What you have to do:
Print every one of the items below word for word, leaving the pictures out.

Extracted data:

----------------------------------------

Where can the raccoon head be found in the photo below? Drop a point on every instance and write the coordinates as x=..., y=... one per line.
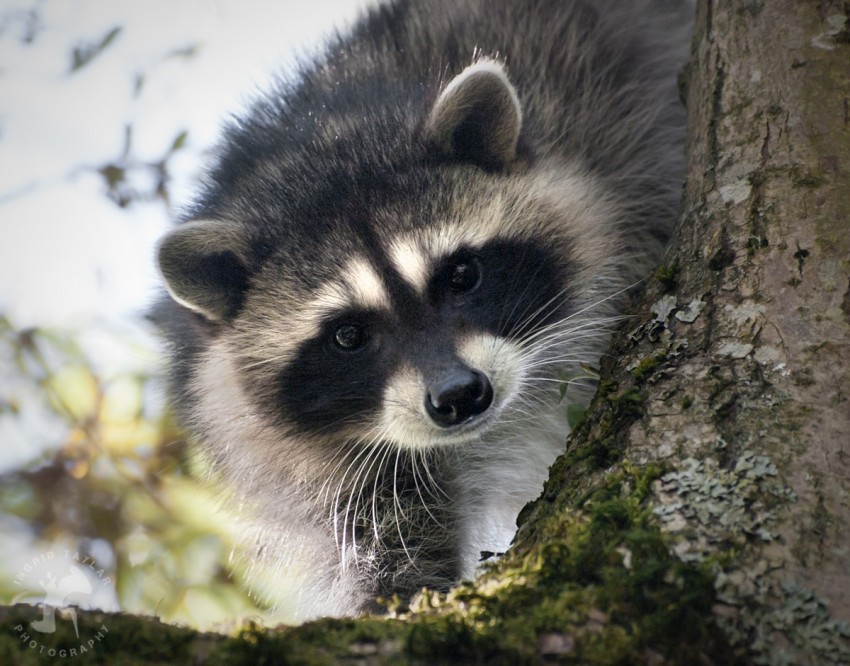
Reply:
x=426, y=308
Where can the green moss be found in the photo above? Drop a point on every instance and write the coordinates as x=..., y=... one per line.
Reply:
x=599, y=587
x=647, y=365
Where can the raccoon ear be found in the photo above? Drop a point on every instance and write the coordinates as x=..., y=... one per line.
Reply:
x=477, y=117
x=204, y=264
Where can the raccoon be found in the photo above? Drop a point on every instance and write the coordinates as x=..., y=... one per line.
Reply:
x=399, y=260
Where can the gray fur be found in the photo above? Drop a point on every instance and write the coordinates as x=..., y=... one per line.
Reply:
x=545, y=137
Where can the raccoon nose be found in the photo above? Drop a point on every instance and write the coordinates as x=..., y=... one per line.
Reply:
x=458, y=397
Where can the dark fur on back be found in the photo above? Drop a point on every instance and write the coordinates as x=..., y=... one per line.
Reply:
x=336, y=161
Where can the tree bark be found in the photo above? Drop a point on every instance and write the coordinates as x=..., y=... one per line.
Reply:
x=699, y=513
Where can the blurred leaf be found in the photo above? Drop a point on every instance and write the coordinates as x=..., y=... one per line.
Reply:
x=74, y=390
x=82, y=55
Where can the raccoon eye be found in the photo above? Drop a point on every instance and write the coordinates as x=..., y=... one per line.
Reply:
x=464, y=275
x=349, y=337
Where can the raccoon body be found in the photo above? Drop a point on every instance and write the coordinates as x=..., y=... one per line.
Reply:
x=398, y=261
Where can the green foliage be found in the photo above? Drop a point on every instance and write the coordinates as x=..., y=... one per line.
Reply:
x=112, y=469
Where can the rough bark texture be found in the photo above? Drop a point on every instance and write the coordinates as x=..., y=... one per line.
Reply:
x=699, y=515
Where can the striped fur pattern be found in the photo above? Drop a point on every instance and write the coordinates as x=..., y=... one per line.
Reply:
x=398, y=258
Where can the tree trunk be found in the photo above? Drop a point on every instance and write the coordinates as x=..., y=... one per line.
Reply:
x=699, y=513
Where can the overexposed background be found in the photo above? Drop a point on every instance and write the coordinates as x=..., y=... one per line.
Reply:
x=108, y=111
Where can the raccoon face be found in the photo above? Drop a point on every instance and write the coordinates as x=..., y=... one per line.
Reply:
x=438, y=315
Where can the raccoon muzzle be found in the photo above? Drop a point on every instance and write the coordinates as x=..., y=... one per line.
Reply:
x=458, y=396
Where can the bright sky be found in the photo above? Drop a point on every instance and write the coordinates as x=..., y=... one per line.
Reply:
x=70, y=257
x=67, y=253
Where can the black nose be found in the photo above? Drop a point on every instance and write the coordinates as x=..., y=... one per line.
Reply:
x=458, y=396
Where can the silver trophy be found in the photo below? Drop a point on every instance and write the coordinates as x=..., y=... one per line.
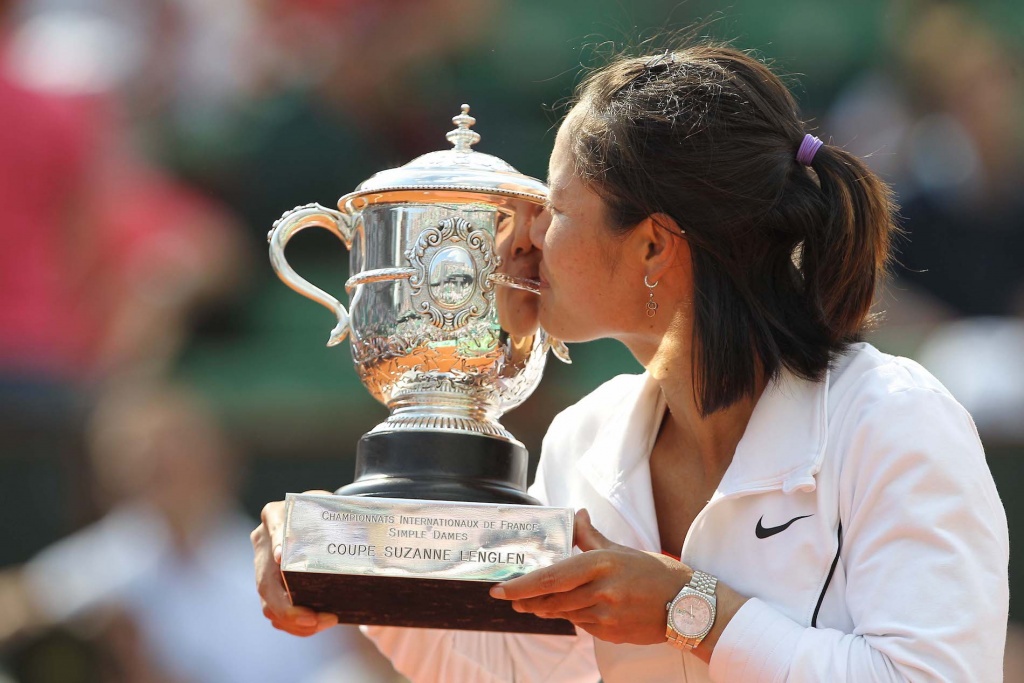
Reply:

----------------------------------------

Exercise output:
Where can the raccoon head be found in the photo below? Drop a point on every instance and write the coordinates as x=..., y=... one per line.
Reply:
x=426, y=308
Where can the green moss be found in the photo above? Drop a point on every instance and write the coordinates as x=..., y=... one per line.
Reply:
x=599, y=587
x=647, y=365
Where can the raccoon ear be found in the photo above? Drop a point on every instance and write the coordinates as x=..., y=... one per line.
Reply:
x=477, y=117
x=204, y=264
Where can the raccoon be found in the photo above? Drop a point on every instance and write the coordinates as x=..., y=... one per line.
Reply:
x=399, y=260
Where can the gray fur be found in the photo above? Drop a point on every instance and write the coordinates as x=..., y=... one per line.
Reply:
x=545, y=137
Where can the raccoon nose be found in the photo above? Drop a point on every instance and write the coordinates as x=..., y=... one per line.
Reply:
x=458, y=397
Where can the dark fur on back be found in the photo above? Drop a point on every instance and write the coordinates as x=..., y=... one per line.
Reply:
x=336, y=161
Where can the tree bark be found in the photo above? Drop a point on every instance and write the coordinates as x=..., y=... one per line.
Reply:
x=699, y=513
Where can the blurred leaf be found in the photo above? Drop a point on every instance and write the coordinates as x=..., y=... one per line.
Reply:
x=74, y=390
x=82, y=55
Where can the raccoon eye be found in the photo above? Drop a point on every instance and write the coordinates as x=..., y=... one per line.
Reply:
x=464, y=275
x=349, y=337
Where can the raccoon body be found in the photo above? Drop a point on every instance and write the coordinates as x=..., y=... one per line.
Reply:
x=398, y=261
Where can the green foliage be found in the photo above? Drop a point on every instance and write the coordinates as x=..., y=... one per line.
Reply:
x=112, y=469
Where can the rough bark texture be found in the photo above? Drop a point on every instance and write the coordinates as x=..., y=... one per line.
Reply:
x=699, y=515
Where can the striped fur pattern be found in the photo above? Drop a point on every instance and write the coordinates as x=..., y=... one per line.
Reply:
x=398, y=258
Where can the tree trunk be found in the photo above? Drop a point on every instance and write the coordinates as x=..., y=... one per line.
Reply:
x=699, y=513
Where can the overexposed background be found in the photo above? Drop a point on every instance and write the coordinates as x=..., y=... one per line.
Reply:
x=108, y=111
Where can the raccoon face be found in the photo above? Drop a point on every instance and write the coordinates as x=..., y=... one per line.
Reply:
x=438, y=315
Where can the raccoon muzzle be found in the photo above? Drop a point on every instance and write the coordinates as x=..., y=... one per line.
Reply:
x=458, y=396
Where can the bright sky be found in the photo above? Drop a point on every instance and write the coordinates as x=..., y=... one per line.
Reply:
x=70, y=257
x=67, y=253
Where can the black nose be found in the photo above? Drop a point on every instance and write the coordinates as x=..., y=... one per line.
Reply:
x=458, y=396
Where can the silver trophy be found in the photo below? Drop a point on every instance and write the coordinates as x=..., y=... one per line.
Reply:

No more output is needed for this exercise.